▶ _PROVIDED TEXT_
>> START

# Memorial Day is coming up



## Ruthanne (May 22, 2016)

Last year we had a cook out here at the apt. place and then on the other day I had my brother and his wife over for dinner.  Are you doing anything this Memorial Day or is it just another day to you?


----------



## Guitarist (May 22, 2016)

Just another day. After it was changed to Monday it meant a 3-day weekend off work, but now it's just another day.  Actually it probably meant more as a hoilday when it came by itself instead of just being added onto a weekend.  Extra day off, if I remember correctly, but I was just out of school when it changed and school always ended on Memorial Day anyway. 

We observed it by going out to eat barbecue and maybe watermelon.


----------



## Ruthanne (May 22, 2016)

Well, that sounds good!


----------



## squatting dog (May 23, 2016)

Ruthanne said:


> Last year we had a cook out here at the apt. place and then on the other day I had my brother and his wife over for dinner.  Are you doing anything this Memorial Day or is it just another day to you?



Sad part is to most people it's just another day. Not always the case though. Please keep them in your prayers.


----------



## Ruthanne (May 23, 2016)

I have a lot of people to remember on Memorial Day.


----------



## Sweetpea (May 23, 2016)

Memorial weekend for us is a lot of going to cemeteries in and out of town. On my side I am the only one that decorates, as my family is very small. My first husband was killed in a airplane crash when he was 32 yrs. old so as long as I can, I will make sure my family has flowers.  We have 4 cemeteries to go to.  So for me it is a bit of a sad time.


----------



## Ruthanne (May 23, 2016)

Sweetpea said:


> Memorial weekend for us is a lot of going to cemeteries in and out of town. On my side I am the only one that decorates, as my family is very small. My first husband was killed in a airplane crash when he was 32 yrs. old so as long as I can, I will make sure my family has flowers.  We have 4 cemeteries to go to.  So for me it is a bit of a sad time.


You can always try and celebrate their lives, that's what I do.


----------



## QuickSilver (May 25, 2016)

We used to do the "cemetery run"  on Memorial day.   Not any longer, as it dredges up memories that while bitter sweet.. should be left in the past.

>> END

▶ _GIVEN REQUEST A_
Return, unchanged, the lines of the listing from the one containing "Where can you see the man with" through the end of the listing, including both ends.
The forum thread and the listing have no connection to each other.

Items listed in a dataset:
>> START

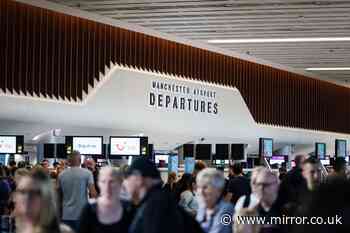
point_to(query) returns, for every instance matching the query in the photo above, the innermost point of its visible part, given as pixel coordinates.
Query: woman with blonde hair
(35, 205)
(108, 213)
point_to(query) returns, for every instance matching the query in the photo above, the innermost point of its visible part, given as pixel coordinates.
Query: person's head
(221, 169)
(142, 175)
(12, 163)
(35, 201)
(22, 172)
(299, 159)
(56, 164)
(210, 185)
(171, 177)
(109, 181)
(267, 186)
(254, 176)
(237, 169)
(90, 164)
(21, 164)
(75, 159)
(311, 172)
(339, 166)
(186, 182)
(198, 166)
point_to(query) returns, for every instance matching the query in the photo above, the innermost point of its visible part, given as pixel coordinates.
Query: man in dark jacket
(157, 211)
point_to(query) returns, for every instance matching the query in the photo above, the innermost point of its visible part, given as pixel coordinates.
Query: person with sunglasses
(35, 205)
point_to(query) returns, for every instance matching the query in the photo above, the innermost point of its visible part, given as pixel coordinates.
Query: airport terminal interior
(154, 116)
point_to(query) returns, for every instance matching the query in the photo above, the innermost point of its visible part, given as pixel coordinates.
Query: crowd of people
(134, 199)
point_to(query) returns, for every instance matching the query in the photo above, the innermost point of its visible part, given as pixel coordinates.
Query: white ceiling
(120, 107)
(201, 20)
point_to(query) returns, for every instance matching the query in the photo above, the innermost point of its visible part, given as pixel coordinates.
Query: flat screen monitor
(266, 147)
(320, 150)
(49, 151)
(277, 160)
(165, 158)
(87, 145)
(237, 152)
(150, 150)
(340, 148)
(203, 151)
(128, 146)
(8, 145)
(221, 162)
(221, 151)
(188, 150)
(61, 151)
(325, 162)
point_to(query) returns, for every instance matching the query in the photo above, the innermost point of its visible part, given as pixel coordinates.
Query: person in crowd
(311, 173)
(282, 171)
(90, 164)
(21, 164)
(45, 165)
(330, 203)
(12, 168)
(210, 185)
(250, 201)
(339, 168)
(35, 209)
(225, 193)
(73, 186)
(267, 186)
(124, 195)
(157, 211)
(293, 184)
(238, 185)
(5, 191)
(107, 215)
(188, 199)
(170, 185)
(198, 166)
(245, 213)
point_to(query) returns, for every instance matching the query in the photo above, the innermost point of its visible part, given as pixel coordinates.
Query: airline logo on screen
(168, 95)
(7, 145)
(86, 146)
(124, 146)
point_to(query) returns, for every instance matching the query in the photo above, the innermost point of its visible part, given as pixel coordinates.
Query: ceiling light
(279, 40)
(328, 68)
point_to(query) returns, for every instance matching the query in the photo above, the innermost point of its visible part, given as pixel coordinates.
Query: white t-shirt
(74, 183)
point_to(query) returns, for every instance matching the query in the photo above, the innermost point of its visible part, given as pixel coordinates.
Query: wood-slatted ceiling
(55, 55)
(203, 20)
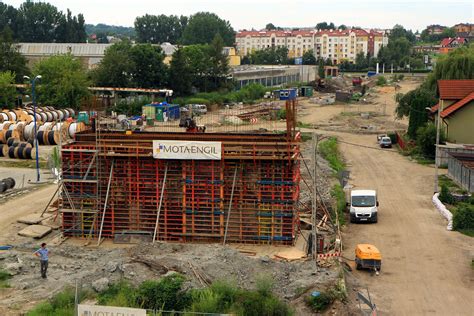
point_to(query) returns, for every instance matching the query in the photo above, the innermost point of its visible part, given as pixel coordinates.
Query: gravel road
(425, 268)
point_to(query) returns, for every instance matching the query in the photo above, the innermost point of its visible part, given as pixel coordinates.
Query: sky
(248, 14)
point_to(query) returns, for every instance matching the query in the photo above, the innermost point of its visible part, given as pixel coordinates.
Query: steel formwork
(248, 196)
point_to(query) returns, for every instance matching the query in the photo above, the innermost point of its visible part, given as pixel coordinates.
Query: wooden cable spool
(5, 150)
(40, 137)
(12, 140)
(11, 152)
(29, 153)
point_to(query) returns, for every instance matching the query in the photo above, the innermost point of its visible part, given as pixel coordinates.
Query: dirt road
(426, 269)
(21, 206)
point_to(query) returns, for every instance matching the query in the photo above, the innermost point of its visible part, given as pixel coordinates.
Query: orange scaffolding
(113, 186)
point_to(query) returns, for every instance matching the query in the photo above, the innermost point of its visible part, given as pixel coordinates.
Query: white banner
(96, 310)
(177, 149)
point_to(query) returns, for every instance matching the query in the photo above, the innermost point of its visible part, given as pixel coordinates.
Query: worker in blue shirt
(43, 253)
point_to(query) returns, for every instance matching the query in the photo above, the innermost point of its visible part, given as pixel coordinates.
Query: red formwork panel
(196, 203)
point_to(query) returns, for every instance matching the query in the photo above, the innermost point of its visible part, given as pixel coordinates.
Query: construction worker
(43, 253)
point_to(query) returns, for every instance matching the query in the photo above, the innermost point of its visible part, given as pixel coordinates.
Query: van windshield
(363, 201)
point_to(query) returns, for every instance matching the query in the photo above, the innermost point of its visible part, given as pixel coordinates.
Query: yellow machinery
(368, 257)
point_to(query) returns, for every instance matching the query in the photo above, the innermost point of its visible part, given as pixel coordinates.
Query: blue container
(287, 94)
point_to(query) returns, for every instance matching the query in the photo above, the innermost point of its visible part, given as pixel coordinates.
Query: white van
(363, 206)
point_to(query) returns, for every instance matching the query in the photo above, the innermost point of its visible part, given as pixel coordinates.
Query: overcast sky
(247, 14)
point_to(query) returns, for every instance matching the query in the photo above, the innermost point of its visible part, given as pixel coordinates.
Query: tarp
(174, 149)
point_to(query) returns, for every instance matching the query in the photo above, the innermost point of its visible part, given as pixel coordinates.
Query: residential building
(457, 110)
(436, 29)
(336, 45)
(464, 28)
(450, 43)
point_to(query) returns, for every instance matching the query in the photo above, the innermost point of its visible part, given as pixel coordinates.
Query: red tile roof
(456, 106)
(455, 89)
(446, 41)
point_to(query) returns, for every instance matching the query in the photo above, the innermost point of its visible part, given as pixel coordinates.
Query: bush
(463, 218)
(381, 81)
(426, 140)
(445, 196)
(165, 294)
(330, 152)
(338, 194)
(320, 303)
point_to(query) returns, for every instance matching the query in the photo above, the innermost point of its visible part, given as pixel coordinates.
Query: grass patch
(330, 151)
(61, 304)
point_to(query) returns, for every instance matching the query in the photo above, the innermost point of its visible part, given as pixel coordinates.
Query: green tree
(7, 90)
(458, 64)
(64, 81)
(180, 73)
(10, 59)
(399, 31)
(148, 68)
(202, 27)
(309, 58)
(426, 139)
(159, 28)
(418, 115)
(321, 72)
(115, 69)
(218, 62)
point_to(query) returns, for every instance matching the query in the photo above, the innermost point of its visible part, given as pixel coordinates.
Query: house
(450, 43)
(435, 29)
(456, 101)
(464, 28)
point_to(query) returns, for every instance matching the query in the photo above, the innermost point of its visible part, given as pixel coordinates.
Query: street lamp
(33, 94)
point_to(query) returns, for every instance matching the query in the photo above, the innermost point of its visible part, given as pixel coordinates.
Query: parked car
(385, 142)
(363, 206)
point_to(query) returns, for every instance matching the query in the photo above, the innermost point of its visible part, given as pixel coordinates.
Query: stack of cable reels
(76, 127)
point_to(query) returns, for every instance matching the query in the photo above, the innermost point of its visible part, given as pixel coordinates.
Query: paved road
(426, 269)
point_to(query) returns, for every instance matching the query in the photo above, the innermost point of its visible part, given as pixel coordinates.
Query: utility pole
(314, 160)
(438, 124)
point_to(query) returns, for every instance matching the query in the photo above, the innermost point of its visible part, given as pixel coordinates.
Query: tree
(64, 81)
(218, 62)
(7, 90)
(309, 58)
(202, 27)
(399, 31)
(10, 59)
(148, 68)
(361, 61)
(116, 67)
(160, 28)
(321, 72)
(426, 139)
(180, 75)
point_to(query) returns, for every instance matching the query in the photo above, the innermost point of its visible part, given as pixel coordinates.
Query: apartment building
(336, 45)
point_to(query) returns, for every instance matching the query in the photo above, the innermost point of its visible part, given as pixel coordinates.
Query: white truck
(363, 206)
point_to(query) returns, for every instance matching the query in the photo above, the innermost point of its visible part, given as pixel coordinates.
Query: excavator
(187, 121)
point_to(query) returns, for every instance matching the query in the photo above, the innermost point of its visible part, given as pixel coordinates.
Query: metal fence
(461, 169)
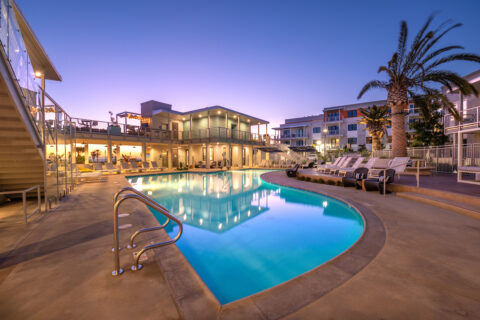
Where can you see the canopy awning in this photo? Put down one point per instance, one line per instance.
(269, 149)
(302, 149)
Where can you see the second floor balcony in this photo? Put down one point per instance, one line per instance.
(470, 121)
(86, 128)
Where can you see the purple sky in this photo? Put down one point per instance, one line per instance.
(271, 59)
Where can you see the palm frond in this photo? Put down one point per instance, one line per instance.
(454, 57)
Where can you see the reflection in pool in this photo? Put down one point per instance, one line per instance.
(243, 235)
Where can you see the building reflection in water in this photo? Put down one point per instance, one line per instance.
(216, 202)
(221, 201)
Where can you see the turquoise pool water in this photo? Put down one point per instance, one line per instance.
(243, 235)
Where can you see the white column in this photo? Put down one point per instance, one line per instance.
(459, 154)
(170, 155)
(207, 156)
(241, 156)
(109, 153)
(208, 123)
(144, 151)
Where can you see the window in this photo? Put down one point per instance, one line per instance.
(411, 108)
(333, 116)
(333, 130)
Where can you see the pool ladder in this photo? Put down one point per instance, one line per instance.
(136, 195)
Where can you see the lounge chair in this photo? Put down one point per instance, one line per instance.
(309, 165)
(348, 162)
(155, 166)
(293, 171)
(146, 166)
(87, 175)
(98, 167)
(379, 183)
(125, 167)
(357, 175)
(111, 168)
(135, 166)
(327, 166)
(356, 164)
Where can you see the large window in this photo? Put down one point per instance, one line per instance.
(333, 130)
(299, 132)
(333, 116)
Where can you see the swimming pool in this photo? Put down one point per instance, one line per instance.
(243, 235)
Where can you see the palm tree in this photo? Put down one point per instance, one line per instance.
(376, 119)
(413, 70)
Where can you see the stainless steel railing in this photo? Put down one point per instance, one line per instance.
(152, 204)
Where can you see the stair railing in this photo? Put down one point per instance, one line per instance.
(136, 195)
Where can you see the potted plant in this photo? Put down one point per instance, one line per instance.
(113, 126)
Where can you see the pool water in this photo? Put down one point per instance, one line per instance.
(243, 235)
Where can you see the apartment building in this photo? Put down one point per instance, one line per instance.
(338, 127)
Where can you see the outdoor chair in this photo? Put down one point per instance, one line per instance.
(135, 166)
(355, 165)
(125, 167)
(347, 163)
(292, 172)
(327, 166)
(357, 175)
(379, 183)
(98, 167)
(146, 166)
(111, 168)
(155, 166)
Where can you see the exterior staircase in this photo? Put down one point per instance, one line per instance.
(21, 162)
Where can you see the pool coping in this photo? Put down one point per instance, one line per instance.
(195, 300)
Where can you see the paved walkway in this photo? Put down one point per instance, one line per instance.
(60, 265)
(428, 268)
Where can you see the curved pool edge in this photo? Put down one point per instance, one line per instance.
(292, 295)
(194, 298)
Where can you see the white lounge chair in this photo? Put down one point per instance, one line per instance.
(338, 161)
(155, 166)
(355, 165)
(111, 168)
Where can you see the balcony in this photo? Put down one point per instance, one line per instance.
(86, 128)
(470, 121)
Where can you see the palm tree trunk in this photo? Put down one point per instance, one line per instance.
(397, 100)
(376, 144)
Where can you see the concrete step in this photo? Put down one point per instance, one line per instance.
(452, 205)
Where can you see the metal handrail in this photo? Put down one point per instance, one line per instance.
(152, 204)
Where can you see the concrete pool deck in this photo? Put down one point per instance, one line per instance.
(60, 266)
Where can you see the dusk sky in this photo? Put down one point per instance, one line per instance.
(270, 59)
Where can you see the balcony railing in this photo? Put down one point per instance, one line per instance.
(104, 128)
(470, 120)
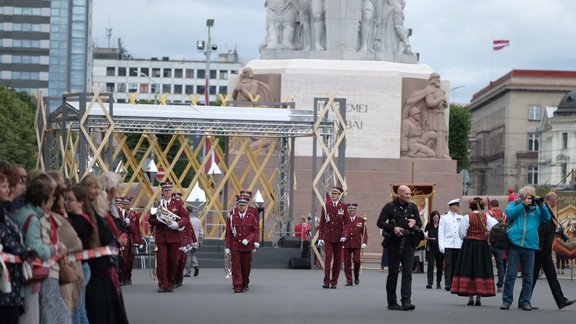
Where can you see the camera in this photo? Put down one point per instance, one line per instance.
(537, 201)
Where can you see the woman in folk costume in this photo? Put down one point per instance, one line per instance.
(474, 275)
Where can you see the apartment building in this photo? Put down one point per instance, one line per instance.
(46, 46)
(120, 74)
(505, 116)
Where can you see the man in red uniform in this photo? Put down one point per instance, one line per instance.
(334, 217)
(167, 238)
(131, 219)
(356, 239)
(242, 237)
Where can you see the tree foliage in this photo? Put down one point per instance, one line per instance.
(17, 139)
(460, 125)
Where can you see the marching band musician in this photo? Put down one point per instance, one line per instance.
(168, 238)
(131, 220)
(332, 221)
(242, 236)
(356, 239)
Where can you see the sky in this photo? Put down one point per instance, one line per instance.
(453, 37)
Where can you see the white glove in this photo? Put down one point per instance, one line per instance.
(173, 226)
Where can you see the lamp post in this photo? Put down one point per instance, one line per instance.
(155, 86)
(207, 48)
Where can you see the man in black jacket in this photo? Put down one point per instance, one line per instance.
(543, 259)
(401, 220)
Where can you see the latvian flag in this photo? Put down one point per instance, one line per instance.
(499, 44)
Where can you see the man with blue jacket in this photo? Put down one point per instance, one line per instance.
(524, 216)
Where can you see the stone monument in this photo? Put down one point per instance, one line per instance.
(396, 109)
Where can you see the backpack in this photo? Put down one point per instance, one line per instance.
(498, 236)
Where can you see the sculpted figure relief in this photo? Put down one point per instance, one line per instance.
(431, 102)
(415, 142)
(281, 20)
(249, 88)
(312, 23)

>> END

▶ _GIVEN REQUEST B_
Take the Memorial Day forum thread further, picking up after its last post.

▶ _TASK OUTPUT A_
Where can you see the man with blue jacket in this photo? Put down one point per instance, one line per instance.
(524, 216)
Where can you see the stone monument in this photo? Put down one point per instance, one line per instance.
(396, 109)
Where can you see the backpack in this photo? Put down one point per instance, one line per instance.
(498, 236)
Where can you see the sculpted figure relief in this photo? Put down one point per instance, one line per instance.
(431, 102)
(415, 142)
(281, 20)
(249, 88)
(312, 23)

▶ _TASK OUTPUT B_
----------



## Ruthanne (May 25, 2016)

QuickSilver said:


> We used to do the "cemetery run"  on Memorial day.   Not any longer, as it dredges up memories that while bitter sweet.. should be left in the past.


I know what you mean QuickSilver.


----------



## Guitarist (May 25, 2016)

squatting dog said:


> Sad part is to most people it's just another day. Not always the case though. Please keep them in your prayers.



She's dressed more appropriately for a hot day barbecue than for a memorial poster, IMO. Half-naked bony women don't impress me.  I offer this poster in that one's place:


----------



## Ruthanne (May 28, 2016)

I just found out we are having a cook out here at the apt. place on Mon.  I hope it's not to hot for Suzy dog's sake.  I need to get her groomed soon and can't before Memorial Day.  So she has been panting from the heat.  Maybe we won't stay outside too long.


----------



## Shalimar (May 28, 2016)

I can sense that poor woman's pain from here. I have mourned at the graves of my vets wearing all manner of different outfits. I doubt anyone cared about my appearance. At times, in the throes of grief, I was bony also.


----------



## Ruthanne (May 28, 2016)

This is for everyone:


----------



## SeaBreeze (May 30, 2016)




----------



## Falcon (May 30, 2016)

Guitarist said:


> She's dressed more appropriately for a hot day barbecue than for a memorial poster, IMO. Half-naked bony women don't impress me.  I offer this poster in that one's place:



*A very insensitive observation if I ever saw one!  YUCK*


----------



## IKE (May 30, 2016)

To all my fallen brothers and sisters.........You Are Not Forgotten !


----------



## Shalimar (May 30, 2016)

From a Canadian who works with vets, rest in peace, American fallen. Yours was the ultimate sacrifice.


----------



## Buckeye (May 30, 2016)

Just watching the sun rise over the Pacific.  Both of my grandfathers were WW1 vets.  Can't decorate their graves since I'm 6000 miles away.  But I salute you James H Shamblin Sr and Ray McDade.


----------



## exwisehe (May 30, 2016)

I remember several relatives, but the two who stand out are my first cousin Shady (landed on Omaha Beach as a boatswain of his boat; survived, but now deceased) and my oldest uncle Charlie (who perished on the USS Dorchester, along with 674 others who were being transported to the European theater).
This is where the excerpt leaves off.